[INSTRUCTIONS]
1 – Please retype the Larry Corey podcast introduction between "For today’s Humanosphere" and "HIV and AIDS.", inclusive.
2 – Extend the Larry Corey podcast introduction, picking up after its final sentence.

*** Opening SELECTED PASSAGE ***

For today’s Humanosphere podcast, we’re talking with Larry Corey – virologist, former president and CEO at the Fred Hutchinson Cancer Research Center and founder of the world’s largest international scientific initiative aimed at finding an effective vaccine against HIV – the HIV Vaccine Trials Network. The HVTN was launched by Corey in Seattle years ago, at the behest of Tony Fauci at the National Institutes of Health, to create a more globally collaborative effort in the hunt for an effective vaccine against HIV and AIDS.
Among his research accomplishments, Corey (in his younger days, working with the late Nobel laureate Gertrude Elion) helped develop the first ever long-term anti-viral therapy – the drug acyclovir for herpes. That finding paved the way for the drugs we now use to combat HIV and some other viral infections. But with HIV still spreading (2 million new infections last year) and AIDS still killing (1.2 million deaths last year, mostly in the developing world), Corey is among those who say we are unlikely to ever end the AIDS pandemic without a vaccine. It’s a been a long, hard road. But after 30 years of frustration, of facing a challenge more difficult than anyone had anticipated, there is light at the end of the tunnel. We talk to Corey about why he’s optimistic these days about our chances of finding an effective HIV vaccine and about Seattle’s leading role in this endeavor.

*** Closing SELECTED PASSAGE ***
*** Opening RAW DATA ***

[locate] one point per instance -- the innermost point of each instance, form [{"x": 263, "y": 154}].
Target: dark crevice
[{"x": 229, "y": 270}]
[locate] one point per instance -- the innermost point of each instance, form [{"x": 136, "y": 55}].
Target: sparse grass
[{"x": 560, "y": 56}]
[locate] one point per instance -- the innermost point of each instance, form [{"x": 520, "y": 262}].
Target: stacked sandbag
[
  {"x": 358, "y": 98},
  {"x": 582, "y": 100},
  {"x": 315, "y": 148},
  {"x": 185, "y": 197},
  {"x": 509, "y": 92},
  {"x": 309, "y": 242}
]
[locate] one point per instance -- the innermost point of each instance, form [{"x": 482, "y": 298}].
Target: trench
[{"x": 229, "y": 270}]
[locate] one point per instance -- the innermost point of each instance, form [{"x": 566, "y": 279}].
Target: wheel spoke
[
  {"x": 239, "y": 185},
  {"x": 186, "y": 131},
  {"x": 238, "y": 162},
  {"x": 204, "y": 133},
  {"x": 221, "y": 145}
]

*** Closing RAW DATA ***
*** Opening RAW DATA ***

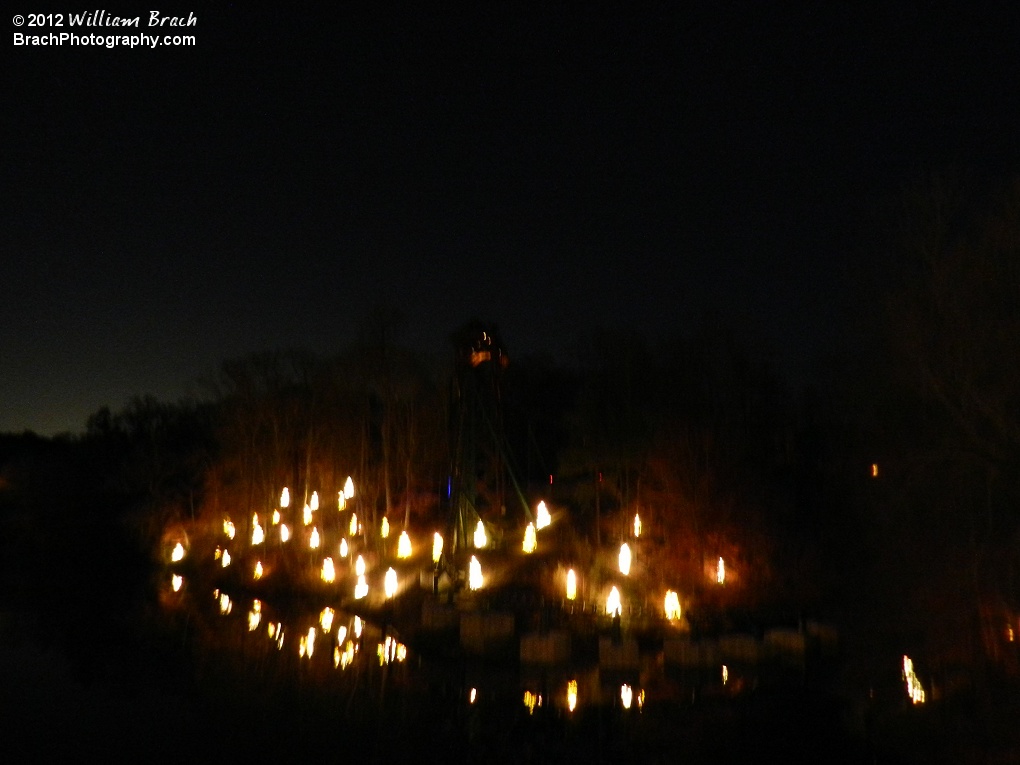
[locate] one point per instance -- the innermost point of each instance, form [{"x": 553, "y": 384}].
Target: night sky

*** Closing RAW DATA ***
*** Opening RAW DATA ***

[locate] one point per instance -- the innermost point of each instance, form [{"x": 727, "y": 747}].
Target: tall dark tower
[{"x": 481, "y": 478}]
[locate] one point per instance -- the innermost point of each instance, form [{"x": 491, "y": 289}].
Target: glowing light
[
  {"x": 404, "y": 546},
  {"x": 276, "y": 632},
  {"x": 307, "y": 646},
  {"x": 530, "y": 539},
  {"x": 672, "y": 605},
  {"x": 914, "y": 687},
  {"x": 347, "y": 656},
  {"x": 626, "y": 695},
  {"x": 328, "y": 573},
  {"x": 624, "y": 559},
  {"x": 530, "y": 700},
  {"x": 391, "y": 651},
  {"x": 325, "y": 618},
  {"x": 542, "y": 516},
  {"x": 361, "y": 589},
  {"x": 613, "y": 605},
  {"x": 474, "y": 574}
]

*** Closing RAW DATA ***

[ANSWERS BY TASK]
1 –
For today’s Humanosphere podcast, we’re talking with Larry Corey – virologist, former president and CEO at the Fred Hutchinson Cancer Research Center and founder of the world’s largest international scientific initiative aimed at finding an effective vaccine against HIV – the HIV Vaccine Trials Network. The HVTN was launched by Corey in Seattle years ago, at the behest of Tony Fauci at the National Institutes of Health, to create a more globally collaborative effort in the hunt for an effective vaccine against HIV and AIDS.

2 –
As always, Humanosphere editor Tom Paulson and I open the podcast by chatting about some of the more interesting stories of the week, beginning with the announcement by the World Health Organization that tuberculosis (TB) has overtaken HIV/AIDS as the world’s leading killer infectious disease. This is, in part, due to getting many more people on anti-HIV drugs (though millions still don’t have access) but also due to the fact the TB pandemic is still not getting the kind of attention, and funding, it deserves as a global health threat.
We also discuss a post by Till Bruckner on the complexities of trying to end slave labor in Mauritania – which include the difficulty in getting a clear definition of what is, or is not, slavery and how international humanitarian organizations, aid agencies and donors should respond. Speaking of aid, we also point to a very revealing infographic that shows most U.S. aid spending has little to do with reducing poverty and inequity.